---- Available data

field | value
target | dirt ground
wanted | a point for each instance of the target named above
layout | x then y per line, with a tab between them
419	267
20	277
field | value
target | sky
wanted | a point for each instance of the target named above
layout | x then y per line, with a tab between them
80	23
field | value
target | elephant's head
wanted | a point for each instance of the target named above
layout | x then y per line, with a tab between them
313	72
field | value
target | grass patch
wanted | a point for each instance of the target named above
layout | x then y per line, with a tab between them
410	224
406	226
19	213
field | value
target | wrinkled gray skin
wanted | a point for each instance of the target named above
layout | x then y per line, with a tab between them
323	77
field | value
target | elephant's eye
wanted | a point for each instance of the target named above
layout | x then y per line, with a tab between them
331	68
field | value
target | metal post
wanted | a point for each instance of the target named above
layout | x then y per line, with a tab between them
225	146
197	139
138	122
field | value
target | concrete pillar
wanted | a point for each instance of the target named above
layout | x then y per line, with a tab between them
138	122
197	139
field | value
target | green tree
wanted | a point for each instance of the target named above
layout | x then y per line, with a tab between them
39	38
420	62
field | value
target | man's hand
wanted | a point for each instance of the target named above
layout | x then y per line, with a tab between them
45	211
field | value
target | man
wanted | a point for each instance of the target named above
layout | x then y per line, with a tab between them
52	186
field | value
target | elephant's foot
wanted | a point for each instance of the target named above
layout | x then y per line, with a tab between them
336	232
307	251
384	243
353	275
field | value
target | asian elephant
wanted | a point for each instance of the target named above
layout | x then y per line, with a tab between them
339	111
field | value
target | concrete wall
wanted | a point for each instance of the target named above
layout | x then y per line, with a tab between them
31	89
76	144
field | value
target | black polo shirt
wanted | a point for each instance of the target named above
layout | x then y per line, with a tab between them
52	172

--------
---- Available data

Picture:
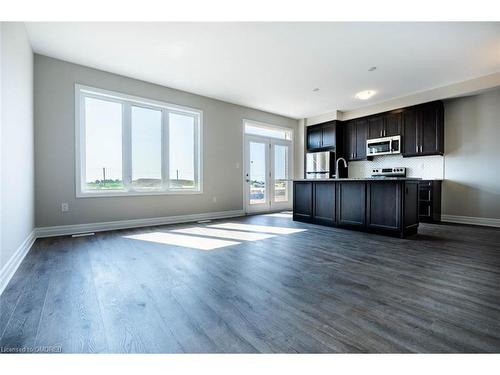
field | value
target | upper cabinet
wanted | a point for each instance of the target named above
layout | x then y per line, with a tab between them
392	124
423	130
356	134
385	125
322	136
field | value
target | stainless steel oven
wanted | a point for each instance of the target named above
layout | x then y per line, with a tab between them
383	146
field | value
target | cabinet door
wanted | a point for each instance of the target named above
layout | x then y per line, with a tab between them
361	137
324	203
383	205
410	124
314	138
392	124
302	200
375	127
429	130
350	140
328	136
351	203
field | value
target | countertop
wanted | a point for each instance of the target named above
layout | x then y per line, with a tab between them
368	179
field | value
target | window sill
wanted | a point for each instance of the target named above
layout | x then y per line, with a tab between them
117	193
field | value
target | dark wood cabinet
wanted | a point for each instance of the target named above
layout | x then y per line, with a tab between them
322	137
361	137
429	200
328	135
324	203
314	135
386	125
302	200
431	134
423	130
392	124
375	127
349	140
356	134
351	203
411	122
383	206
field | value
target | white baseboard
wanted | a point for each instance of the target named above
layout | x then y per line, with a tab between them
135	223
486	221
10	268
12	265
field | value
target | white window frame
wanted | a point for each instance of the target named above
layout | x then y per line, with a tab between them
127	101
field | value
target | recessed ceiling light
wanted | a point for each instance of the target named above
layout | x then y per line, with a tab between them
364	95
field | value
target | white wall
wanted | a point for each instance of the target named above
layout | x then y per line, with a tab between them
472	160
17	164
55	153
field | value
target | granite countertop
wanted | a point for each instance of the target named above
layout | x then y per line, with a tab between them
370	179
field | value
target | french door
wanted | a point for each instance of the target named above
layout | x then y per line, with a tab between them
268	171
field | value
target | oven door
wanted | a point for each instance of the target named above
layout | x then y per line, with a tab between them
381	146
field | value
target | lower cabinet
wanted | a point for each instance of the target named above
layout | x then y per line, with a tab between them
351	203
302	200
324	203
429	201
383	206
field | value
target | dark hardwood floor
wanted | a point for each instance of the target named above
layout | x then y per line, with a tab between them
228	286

--------

**What is expected**:
Among the lines of the preceding listing, tally those that include "wall"; reply with the number alone.

**Task output**:
2